Task statement » Word for word, retype the tail of the data below, starting with the line that has "It would be wonderful if you could highlight the canopy" and including the last line.

※

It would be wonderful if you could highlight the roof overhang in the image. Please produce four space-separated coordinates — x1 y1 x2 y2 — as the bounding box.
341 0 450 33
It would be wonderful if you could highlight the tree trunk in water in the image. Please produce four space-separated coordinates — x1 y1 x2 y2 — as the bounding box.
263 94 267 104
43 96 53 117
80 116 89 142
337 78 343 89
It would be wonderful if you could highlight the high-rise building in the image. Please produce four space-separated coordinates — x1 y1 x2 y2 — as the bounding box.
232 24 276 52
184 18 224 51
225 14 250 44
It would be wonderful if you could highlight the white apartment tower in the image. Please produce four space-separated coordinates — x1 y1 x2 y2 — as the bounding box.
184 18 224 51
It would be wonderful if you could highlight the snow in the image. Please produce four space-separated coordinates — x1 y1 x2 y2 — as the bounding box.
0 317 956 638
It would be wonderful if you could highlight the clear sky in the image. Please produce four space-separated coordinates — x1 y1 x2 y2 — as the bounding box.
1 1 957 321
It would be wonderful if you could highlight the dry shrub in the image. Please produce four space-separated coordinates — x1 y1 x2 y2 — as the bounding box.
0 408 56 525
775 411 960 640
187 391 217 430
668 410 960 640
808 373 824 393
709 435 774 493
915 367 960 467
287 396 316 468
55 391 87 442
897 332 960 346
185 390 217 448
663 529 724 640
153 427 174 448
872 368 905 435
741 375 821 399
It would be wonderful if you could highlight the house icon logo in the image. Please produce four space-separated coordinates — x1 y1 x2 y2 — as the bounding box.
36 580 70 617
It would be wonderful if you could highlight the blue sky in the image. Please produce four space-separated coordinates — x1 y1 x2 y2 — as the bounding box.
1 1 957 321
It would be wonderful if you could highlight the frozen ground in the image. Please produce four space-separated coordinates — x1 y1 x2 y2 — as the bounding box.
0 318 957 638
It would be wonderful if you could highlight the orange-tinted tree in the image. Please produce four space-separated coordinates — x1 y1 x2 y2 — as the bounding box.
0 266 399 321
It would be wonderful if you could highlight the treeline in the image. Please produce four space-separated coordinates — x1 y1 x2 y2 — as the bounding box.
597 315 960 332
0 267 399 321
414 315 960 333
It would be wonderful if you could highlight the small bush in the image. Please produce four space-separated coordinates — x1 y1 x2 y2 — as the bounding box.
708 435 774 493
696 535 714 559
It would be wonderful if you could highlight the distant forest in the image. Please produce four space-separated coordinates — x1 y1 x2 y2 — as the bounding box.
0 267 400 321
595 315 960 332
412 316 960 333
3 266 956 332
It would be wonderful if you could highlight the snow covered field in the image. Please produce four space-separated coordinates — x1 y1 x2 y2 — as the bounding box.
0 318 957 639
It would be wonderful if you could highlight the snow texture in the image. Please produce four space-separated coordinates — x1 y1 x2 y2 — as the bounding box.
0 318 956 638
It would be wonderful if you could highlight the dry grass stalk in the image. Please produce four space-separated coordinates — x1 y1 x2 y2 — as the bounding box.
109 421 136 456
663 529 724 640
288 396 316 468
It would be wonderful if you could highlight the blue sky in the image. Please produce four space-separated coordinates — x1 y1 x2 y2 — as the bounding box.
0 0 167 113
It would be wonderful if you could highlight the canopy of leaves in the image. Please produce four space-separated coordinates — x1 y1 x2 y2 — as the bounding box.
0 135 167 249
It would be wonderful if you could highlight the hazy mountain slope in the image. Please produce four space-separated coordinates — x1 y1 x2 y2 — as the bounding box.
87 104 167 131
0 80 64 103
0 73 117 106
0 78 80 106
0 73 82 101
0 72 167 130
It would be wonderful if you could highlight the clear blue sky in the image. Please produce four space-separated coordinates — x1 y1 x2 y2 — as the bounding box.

※

Reply »
It would be wonderful if you could highlight the canopy of leaves in the image. Please produce four space-separated coordinates — x1 y1 x2 y2 — as the bounding box.
0 135 167 249
It would be wonderful if you could highlight the hazy mountain slope in the image. Please produce four space-separated coordinates — x1 y1 x2 y2 — as the bounding box.
87 104 167 131
0 80 64 103
0 73 117 106
0 78 80 106
0 73 82 101
0 72 167 130
It would be wonderful if you could highlight the clear blue sky in the image. Please produce four space-separated coordinates — x1 y1 x2 y2 — as the bounding box.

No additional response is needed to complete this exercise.